» **Dataset content**

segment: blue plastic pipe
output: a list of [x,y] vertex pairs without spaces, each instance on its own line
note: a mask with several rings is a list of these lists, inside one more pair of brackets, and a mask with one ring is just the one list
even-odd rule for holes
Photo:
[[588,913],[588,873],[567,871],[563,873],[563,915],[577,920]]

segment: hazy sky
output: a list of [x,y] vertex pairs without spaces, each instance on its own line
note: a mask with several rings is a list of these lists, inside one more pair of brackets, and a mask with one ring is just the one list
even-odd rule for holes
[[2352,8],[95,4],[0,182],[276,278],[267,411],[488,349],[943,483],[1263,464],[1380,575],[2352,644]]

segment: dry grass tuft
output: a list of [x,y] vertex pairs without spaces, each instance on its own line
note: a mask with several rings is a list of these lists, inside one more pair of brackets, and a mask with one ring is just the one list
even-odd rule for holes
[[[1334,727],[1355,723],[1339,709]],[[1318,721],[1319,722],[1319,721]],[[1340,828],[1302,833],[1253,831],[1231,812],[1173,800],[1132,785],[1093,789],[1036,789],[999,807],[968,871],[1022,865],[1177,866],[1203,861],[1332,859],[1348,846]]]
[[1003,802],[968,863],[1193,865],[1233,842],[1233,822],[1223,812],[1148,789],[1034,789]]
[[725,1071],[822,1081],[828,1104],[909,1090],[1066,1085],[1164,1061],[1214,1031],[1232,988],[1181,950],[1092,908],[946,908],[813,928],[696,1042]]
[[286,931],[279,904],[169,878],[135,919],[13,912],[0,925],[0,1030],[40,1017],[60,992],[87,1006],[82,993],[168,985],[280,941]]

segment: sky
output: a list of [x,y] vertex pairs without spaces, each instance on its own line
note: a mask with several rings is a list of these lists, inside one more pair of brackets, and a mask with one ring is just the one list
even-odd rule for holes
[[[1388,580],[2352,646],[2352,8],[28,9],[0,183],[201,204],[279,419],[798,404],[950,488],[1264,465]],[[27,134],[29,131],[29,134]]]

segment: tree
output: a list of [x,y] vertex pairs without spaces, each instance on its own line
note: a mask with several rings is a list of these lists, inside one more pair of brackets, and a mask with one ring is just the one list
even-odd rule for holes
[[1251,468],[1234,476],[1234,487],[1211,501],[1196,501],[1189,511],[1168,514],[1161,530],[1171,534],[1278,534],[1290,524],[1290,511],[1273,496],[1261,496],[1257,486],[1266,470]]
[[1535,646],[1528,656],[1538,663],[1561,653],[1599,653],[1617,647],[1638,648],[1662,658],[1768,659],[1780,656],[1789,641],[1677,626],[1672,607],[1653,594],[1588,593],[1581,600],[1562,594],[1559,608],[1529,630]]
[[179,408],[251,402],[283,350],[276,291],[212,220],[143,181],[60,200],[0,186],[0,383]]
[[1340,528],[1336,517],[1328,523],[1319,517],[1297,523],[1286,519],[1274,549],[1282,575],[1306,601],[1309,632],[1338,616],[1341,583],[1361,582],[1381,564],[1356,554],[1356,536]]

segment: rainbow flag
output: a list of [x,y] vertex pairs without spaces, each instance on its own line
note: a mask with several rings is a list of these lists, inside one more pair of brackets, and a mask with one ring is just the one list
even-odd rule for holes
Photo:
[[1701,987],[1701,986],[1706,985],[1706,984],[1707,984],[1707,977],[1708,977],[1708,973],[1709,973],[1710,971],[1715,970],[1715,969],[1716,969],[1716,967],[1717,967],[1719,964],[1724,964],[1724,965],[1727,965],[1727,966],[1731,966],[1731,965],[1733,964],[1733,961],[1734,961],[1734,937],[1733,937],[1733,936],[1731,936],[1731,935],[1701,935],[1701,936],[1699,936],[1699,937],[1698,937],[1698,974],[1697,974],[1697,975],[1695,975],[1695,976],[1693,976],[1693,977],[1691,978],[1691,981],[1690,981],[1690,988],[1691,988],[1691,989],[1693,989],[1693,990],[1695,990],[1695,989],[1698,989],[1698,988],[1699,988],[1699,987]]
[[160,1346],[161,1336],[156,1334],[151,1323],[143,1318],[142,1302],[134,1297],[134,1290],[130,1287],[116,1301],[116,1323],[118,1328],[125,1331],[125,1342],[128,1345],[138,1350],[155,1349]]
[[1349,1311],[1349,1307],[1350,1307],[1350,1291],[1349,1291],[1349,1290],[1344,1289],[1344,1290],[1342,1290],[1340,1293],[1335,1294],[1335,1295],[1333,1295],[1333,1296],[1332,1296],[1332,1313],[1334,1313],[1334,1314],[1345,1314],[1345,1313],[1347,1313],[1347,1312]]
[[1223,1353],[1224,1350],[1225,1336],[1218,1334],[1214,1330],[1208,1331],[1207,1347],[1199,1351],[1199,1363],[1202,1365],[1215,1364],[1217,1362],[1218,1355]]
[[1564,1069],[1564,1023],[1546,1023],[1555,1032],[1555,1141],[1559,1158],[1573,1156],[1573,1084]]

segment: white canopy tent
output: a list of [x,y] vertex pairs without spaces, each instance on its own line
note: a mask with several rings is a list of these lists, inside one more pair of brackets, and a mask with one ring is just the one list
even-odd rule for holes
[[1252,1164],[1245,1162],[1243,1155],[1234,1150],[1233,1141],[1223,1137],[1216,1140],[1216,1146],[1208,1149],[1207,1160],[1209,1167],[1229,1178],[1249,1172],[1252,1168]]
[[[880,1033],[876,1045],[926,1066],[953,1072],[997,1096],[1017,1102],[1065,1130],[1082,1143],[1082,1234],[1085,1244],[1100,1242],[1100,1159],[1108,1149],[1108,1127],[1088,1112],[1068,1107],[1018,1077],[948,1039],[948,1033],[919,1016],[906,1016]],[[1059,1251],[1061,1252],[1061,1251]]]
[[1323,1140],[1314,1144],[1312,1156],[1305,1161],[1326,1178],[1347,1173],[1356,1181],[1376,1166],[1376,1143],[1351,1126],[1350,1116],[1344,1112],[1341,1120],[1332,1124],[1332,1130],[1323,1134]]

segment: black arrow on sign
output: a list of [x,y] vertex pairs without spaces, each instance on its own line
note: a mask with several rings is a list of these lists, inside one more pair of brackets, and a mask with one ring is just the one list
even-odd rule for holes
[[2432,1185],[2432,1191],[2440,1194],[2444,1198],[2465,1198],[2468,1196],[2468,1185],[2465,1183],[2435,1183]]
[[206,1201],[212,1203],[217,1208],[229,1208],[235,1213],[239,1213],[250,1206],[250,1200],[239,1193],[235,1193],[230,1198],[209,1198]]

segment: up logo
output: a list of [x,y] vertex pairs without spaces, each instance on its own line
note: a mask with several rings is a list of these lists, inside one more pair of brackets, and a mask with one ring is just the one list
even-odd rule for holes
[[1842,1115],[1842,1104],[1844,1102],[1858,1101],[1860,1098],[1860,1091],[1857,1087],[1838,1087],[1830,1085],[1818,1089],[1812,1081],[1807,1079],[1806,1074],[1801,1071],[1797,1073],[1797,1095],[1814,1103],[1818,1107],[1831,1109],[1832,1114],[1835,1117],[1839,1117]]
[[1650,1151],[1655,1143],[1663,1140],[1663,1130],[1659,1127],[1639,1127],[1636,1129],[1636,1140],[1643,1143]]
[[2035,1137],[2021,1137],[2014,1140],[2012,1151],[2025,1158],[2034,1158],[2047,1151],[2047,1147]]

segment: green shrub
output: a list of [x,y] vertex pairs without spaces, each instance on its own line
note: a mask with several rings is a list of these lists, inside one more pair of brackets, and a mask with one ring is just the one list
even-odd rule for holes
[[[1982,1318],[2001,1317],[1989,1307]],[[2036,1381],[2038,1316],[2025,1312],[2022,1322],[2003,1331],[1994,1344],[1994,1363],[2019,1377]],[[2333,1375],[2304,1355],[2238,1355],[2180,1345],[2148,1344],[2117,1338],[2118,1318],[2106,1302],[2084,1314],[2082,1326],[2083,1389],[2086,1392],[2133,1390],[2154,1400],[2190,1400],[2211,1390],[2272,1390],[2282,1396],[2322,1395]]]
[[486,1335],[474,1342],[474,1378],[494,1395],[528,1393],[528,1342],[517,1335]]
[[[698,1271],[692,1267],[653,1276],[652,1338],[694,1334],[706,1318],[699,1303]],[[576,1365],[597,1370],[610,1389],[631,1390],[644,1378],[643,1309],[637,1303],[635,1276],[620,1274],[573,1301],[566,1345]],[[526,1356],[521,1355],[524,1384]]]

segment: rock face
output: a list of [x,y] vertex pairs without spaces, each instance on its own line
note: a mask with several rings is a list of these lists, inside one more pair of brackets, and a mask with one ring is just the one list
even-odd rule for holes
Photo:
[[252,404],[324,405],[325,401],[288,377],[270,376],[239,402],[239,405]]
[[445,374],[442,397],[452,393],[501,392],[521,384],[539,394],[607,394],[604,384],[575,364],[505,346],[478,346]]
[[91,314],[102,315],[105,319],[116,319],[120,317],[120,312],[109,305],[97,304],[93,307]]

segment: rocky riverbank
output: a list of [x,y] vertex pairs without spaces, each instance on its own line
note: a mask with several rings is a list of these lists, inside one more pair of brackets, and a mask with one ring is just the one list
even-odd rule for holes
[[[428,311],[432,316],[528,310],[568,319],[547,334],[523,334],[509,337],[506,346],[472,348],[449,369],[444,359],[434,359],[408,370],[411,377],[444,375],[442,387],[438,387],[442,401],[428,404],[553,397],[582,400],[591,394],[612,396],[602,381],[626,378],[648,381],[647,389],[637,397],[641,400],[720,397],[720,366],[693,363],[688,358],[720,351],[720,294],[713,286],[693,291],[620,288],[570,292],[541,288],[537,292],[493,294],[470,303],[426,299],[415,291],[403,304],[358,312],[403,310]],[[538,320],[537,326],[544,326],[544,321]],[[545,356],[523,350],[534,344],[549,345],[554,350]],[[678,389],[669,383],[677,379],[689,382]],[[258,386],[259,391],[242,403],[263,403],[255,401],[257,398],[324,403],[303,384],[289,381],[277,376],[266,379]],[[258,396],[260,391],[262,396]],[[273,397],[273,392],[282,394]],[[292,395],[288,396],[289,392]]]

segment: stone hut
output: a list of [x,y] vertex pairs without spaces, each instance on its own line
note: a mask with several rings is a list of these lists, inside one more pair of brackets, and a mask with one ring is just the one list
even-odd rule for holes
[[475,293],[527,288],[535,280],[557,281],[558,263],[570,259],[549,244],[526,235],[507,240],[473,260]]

» **What you will do**
Lines from the one holding "segment: stone hut" through the end of the material above should be output exactly, and all others skipped.

» **Final answer**
segment: stone hut
output: a list of [x,y] vertex pairs without spaces, each instance on its own line
note: a mask with several rings is a list of these lists, inside one more pair of brackets, and a mask with one ring is just the one list
even-odd rule for holes
[[475,293],[527,288],[535,280],[557,281],[558,263],[570,259],[549,244],[526,235],[507,240],[473,260]]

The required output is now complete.